Exercise brief - All entries are to be transcribed verbatim, but images are not carried over.

[Stored items from a collection]
┄┄┄┄┄┄
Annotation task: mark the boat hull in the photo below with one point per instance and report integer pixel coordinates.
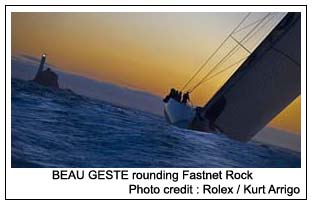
(178, 114)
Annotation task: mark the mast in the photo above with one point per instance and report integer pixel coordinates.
(262, 86)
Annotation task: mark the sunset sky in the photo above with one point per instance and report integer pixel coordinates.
(147, 51)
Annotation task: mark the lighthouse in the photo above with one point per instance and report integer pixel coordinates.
(46, 77)
(43, 59)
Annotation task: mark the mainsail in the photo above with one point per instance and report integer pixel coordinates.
(262, 86)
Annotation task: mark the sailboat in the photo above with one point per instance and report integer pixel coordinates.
(266, 82)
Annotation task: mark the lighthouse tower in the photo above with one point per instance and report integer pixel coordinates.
(43, 59)
(46, 77)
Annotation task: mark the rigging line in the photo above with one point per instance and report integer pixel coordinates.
(240, 44)
(209, 58)
(209, 78)
(204, 78)
(228, 67)
(247, 26)
(250, 36)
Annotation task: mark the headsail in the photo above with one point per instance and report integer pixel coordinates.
(262, 86)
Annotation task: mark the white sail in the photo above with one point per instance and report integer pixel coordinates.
(262, 86)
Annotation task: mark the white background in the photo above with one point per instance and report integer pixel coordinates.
(37, 183)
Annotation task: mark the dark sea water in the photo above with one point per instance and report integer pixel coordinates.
(53, 128)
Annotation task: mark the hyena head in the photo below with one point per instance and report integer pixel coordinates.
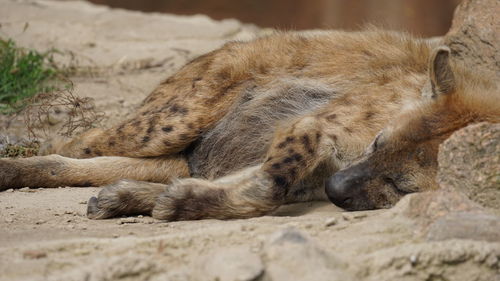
(403, 157)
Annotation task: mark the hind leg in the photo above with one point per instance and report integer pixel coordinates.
(297, 150)
(173, 115)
┄┄┄┄┄┄
Expected output -
Annotation task: mark the boat hull in the photo below with one point per instance and report integer pixel coordinates.
(178, 114)
Annotation task: mark the mast in the photo above with one point per instance and report integer pixel coordinates.
(262, 86)
Annotation task: mark the sunset sky in the photo above with one point per instance and report integer pixel coordinates.
(147, 51)
Annotation task: mark the lighthouse in the photo above with one point per instance and report integer pixel coordinates.
(46, 77)
(43, 59)
Annotation task: mark the mainsail in the photo above with one point per instance and report integer pixel coordinates.
(262, 86)
Annotation task: mark the sailboat in the photo above with one point per instance and report integer pixel coordinates.
(266, 82)
Annotation task: mark the lighthouse tower in the photo above with one point per instance and report integer pixel coordinates.
(43, 59)
(46, 77)
Annotation task: mark the rigging line in the photo above with one point per instance and report integer pixel coordinates.
(240, 44)
(209, 58)
(209, 78)
(204, 78)
(228, 67)
(247, 26)
(250, 36)
Annotation task: mark the headsail in the photo above with one point per instance and report integer pixel coordinates.
(262, 86)
Annotation task: mark the white sail in the photo above with one point per instance and report integer pixel coordinates.
(262, 86)
Annotation task: mark the white background in the photo above with one point per instance and report integer pixel coordinates.
(37, 183)
Annotation task: mark the dark sea water in the photo above with one point per instance and report integer pixel coordinates.
(53, 128)
Annotation task: mark the hyena head in the photo below with one point per instance and report integer pixel coordinates.
(403, 157)
Annotation task: mark the hind leg in the photo above with one point per instance and report integer pixel coordinates.
(297, 150)
(173, 115)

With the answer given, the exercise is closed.